**Trecho do documento**
O novo conhecimento científico tem sempre de ser compatível com o velho. Por exemplo, podemos não saber muito sobre a matéria e sobre a vida, mas sabemos que a matéria é feita de átomos e que os seres vivos são feitos de células. Qualquer coisa que se venha a saber sobre a matéria ou sobre a vida tem de respeitar esse conhecimento prévio e básico. O conhecimento vai sendo adquirido, mas só é adquirido o que não prejudica o que já foi adquirido, ou melhor, que não prejudica muito porque terá sempre de prejudicar alguma coisa. Neste sentido a ciência é conservadora. Tem de ser, ao mesmo tempo, inovadora e conservadora. Não pode nem inovar demais, nem conservar demais, tendo constantemente de procurar um justo meio-termo.

**Enunciado**
Redigite, do texto sobre o conhecimento científico, tudo o que vai de "O novo conhecimento" até "um justo meio-termo.". As entradas não têm relação com o texto.

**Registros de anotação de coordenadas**
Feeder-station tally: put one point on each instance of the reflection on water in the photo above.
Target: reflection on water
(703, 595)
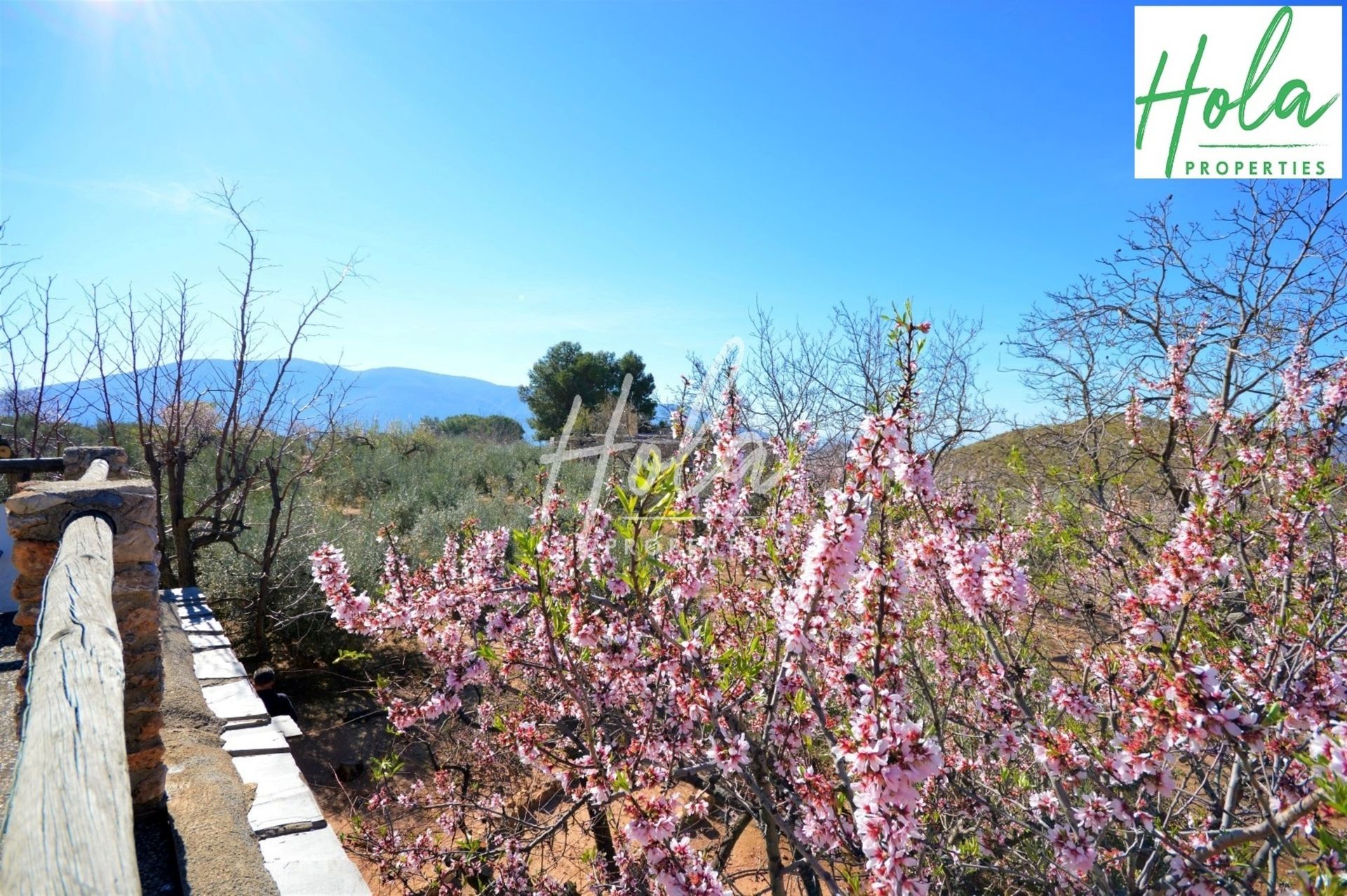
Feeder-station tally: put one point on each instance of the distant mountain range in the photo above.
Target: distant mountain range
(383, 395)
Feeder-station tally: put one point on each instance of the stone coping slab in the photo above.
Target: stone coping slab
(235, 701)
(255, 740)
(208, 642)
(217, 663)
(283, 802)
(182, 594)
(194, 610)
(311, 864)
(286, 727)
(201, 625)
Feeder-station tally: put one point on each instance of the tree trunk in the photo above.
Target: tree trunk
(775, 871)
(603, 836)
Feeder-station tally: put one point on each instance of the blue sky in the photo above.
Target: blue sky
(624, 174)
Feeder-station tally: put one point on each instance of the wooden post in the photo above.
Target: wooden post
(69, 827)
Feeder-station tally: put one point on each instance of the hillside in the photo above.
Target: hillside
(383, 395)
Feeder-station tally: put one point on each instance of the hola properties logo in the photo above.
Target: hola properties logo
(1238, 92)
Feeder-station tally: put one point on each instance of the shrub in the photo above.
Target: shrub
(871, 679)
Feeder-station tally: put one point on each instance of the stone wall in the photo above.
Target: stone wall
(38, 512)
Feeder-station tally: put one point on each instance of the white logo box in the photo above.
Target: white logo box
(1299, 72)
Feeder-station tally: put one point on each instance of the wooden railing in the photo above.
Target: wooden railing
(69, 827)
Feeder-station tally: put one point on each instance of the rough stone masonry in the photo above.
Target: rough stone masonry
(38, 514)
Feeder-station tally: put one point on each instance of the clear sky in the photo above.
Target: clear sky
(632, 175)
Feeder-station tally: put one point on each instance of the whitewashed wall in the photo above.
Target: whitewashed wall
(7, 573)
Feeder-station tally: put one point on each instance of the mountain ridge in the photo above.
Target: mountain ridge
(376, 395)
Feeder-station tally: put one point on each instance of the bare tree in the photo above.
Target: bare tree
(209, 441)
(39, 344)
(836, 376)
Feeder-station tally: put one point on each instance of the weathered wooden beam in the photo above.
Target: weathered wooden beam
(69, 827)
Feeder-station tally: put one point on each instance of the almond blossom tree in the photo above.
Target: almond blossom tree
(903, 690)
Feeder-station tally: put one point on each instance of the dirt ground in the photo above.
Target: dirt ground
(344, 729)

--

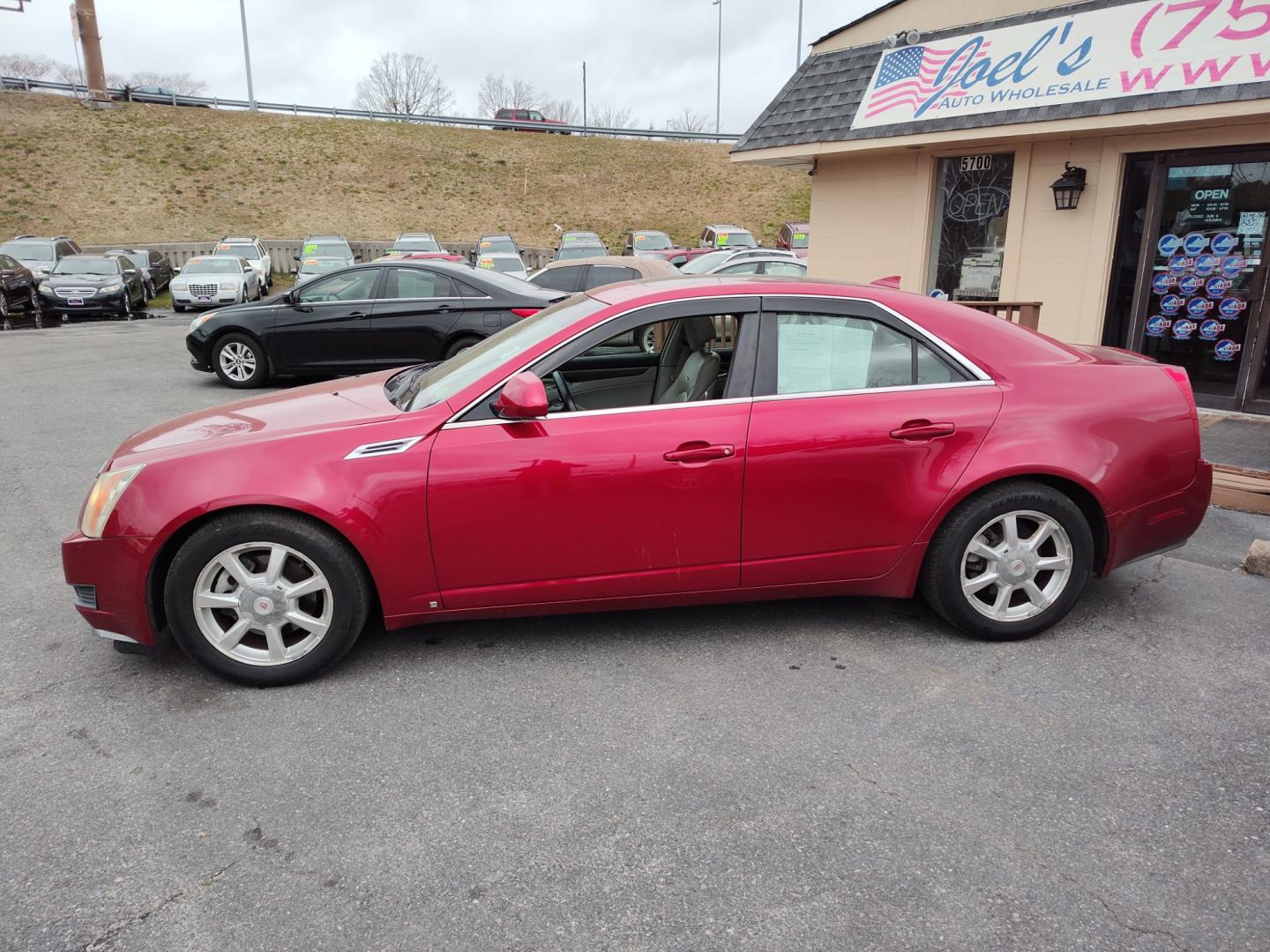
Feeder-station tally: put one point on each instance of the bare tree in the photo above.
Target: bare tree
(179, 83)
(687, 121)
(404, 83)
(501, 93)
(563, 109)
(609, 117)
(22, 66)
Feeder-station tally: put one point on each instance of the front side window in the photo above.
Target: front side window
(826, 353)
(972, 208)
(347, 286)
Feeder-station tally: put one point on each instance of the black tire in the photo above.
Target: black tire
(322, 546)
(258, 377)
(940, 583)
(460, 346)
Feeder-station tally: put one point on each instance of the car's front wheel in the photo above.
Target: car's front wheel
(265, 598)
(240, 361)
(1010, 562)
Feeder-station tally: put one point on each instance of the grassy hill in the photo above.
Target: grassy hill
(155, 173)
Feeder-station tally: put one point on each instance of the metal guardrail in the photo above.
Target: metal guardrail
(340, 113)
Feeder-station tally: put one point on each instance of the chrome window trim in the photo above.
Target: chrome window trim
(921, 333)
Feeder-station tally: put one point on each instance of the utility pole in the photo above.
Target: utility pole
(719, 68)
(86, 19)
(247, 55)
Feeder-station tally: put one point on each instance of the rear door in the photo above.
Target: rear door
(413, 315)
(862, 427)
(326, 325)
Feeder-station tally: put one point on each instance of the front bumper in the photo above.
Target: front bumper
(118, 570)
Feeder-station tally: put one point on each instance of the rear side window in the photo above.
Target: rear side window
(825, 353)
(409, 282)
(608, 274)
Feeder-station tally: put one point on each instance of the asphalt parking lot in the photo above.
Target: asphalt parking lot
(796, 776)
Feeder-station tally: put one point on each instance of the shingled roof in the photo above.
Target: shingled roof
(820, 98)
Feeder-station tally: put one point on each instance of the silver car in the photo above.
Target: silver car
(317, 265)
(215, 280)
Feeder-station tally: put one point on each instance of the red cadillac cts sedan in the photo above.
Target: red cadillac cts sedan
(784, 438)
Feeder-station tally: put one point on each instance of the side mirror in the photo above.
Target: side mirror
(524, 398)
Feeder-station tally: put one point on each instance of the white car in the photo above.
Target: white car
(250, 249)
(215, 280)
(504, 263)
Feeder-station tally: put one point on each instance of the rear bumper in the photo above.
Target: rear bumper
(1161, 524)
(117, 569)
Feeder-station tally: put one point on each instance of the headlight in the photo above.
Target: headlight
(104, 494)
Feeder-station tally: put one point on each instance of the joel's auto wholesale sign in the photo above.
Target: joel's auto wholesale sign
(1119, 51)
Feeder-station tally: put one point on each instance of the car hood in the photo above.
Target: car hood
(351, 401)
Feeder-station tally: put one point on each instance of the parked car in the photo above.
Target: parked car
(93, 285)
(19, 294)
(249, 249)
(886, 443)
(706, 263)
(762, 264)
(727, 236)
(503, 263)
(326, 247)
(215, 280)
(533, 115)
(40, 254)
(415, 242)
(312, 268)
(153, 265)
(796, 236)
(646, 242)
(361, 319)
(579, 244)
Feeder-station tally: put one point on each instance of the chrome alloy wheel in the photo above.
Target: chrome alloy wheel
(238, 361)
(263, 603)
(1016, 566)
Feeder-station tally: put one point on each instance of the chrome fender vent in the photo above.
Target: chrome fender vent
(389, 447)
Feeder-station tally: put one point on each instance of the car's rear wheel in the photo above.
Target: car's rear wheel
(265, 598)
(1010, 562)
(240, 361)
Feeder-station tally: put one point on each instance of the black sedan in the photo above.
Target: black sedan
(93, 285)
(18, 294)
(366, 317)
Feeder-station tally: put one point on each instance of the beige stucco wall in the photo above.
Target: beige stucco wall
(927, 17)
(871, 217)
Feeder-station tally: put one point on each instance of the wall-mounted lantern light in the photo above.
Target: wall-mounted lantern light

**Resposta correta**
O novo conhecimento científico tem sempre de ser compatível com o velho. Por exemplo, podemos não saber muito sobre a matéria e sobre a vida, mas sabemos que a matéria é feita de átomos e que os seres vivos são feitos de células. Qualquer coisa que se venha a saber sobre a matéria ou sobre a vida tem de respeitar esse conhecimento prévio e básico. O conhecimento vai sendo adquirido, mas só é adquirido o que não prejudica o que já foi adquirido, ou melhor, que não prejudica muito porque terá sempre de prejudicar alguma coisa. Neste sentido a ciência é conservadora. Tem de ser, ao mesmo tempo, inovadora e conservadora. Não pode nem inovar demais, nem conservar demais, tendo constantemente de procurar um justo meio-termo.